■ TEXTO PROPORCIONADO
☆ ☆ ☆ ☆ ☆
Y así como en el camino de la duda, empezó por los sentidos, siguió con el argumento del sueño y la percepción de realidad, y terminó desconfiando del funcionamiento de su razón argumentativa e intuitiva, Descartes emprende el camino de regreso, desandando sus pasos e invirtiendo los escalones que lo encerraron en el yo. Así como el camino de ida fue de lo más fácil a lo más difícil (de los sentidos a las verdades lógicas), el sendero de vuelta es inverso. Es decir: la máxima claridad y distinción yace en la idea de Dios, en la idea de yo, en las ideas matemáticas o en los principios lógicos. La oscuridad y la confusión siguen predicándose de lo sensorial.

Para operar este golpe de timón necesitó derribar la hipótesis del dios mentiroso. Como “siempre he creído que las cuestiones relativas a Dios y el alma, son de las que requieren de demostración filosófica, más que teológica”, Descartes nos legó la más inspiradora prueba de la existencia de Dios (que, a mi entender, solo compite con la de San Anselmo), que no prueba su existencia, de la que no duda en absoluto, sino su bondad. Con una jugada magistral pasa del fatal confinamiento en su yo, pletórico de ideas (entre ellas la de Dios), pensamientos, voliciones y juicios, a postular la existencia real e incontestable de Dios. Lo sustrae de la idea y lo eleva como indubitablemente real. El nudo del argumento es como sigue: así como es lógicamente imposible separar de la idea de triángulo, el que sea una figura de tres lados; así como no podemos separar la idea de valle, de la idea de montaña, de la misma manera no podemos separar de Dios, su existencia. ¿Por qué? Porque siendo “la idea de un ser perfecto”, no puede carecer de ninguna perfección, y la existencia es una perfección. Por lo tanto, Dios existe. Claramente, el argumento sirve únicamente para la idea de Dios

De ahí en más el camino se allana, pues ha logrado su principal cometido: “con el fin de eliminarla [la hipótesis del dios engañador] debo examinar, si hay Dios, y si lo hay, si puede ser engañador”. Es imperativo eliminar la idea del genio maligno y reemplazarla por la de un “Dios confiable”. La demostración que evidencia la bondad de Dios es un tópico clave de su filosofía, sin el cual el solipsismo en el que desembocó el de omnibus dubitandum est carece de solución. En otras palabras, Descartes no silencia la duda metódica, lo que necesita es un garante. Ahora tiene la certeza de que Dios nos creó con un sensorio y unas facultades racionales que -en general- funcionan bien (y cuando yerran o cuando los sentidos nos confunden como cuando a causa de la fiebre, cambia “el gusto de los alimentos”, se debe a nuestra propia falencia o a las circunstancias).
☆ ☆ ☆ ☆ ☆
■ TUS INSTRUCCIONES
Responde, por favor, estas preguntas sobre el texto acerca de Descartes:
(a) En el camino de vuelta, ¿en qué ideas o principios yace la máxima claridad y distinción?
(b) ¿Qué hipótesis necesitó derribar Descartes para operar el golpe de timón?
(c) ¿Qué cambia a causa de la fiebre, según el ejemplo del último párrafo?

■ DATOS MOSTRADOS
☆ ☆ ☆ ☆ ☆
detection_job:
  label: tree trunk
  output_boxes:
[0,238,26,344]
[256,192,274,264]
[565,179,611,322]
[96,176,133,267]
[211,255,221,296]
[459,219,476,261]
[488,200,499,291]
☆ ☆ ☆ ☆ ☆
■ RESPUESTA DESARROLLADA
(a) En la idea de Dios, en la idea de yo, en las ideas matemáticas o en los principios lógicos.
(b) La hipótesis del dios mentiroso.
(c) Cambia el gusto de los alimentos.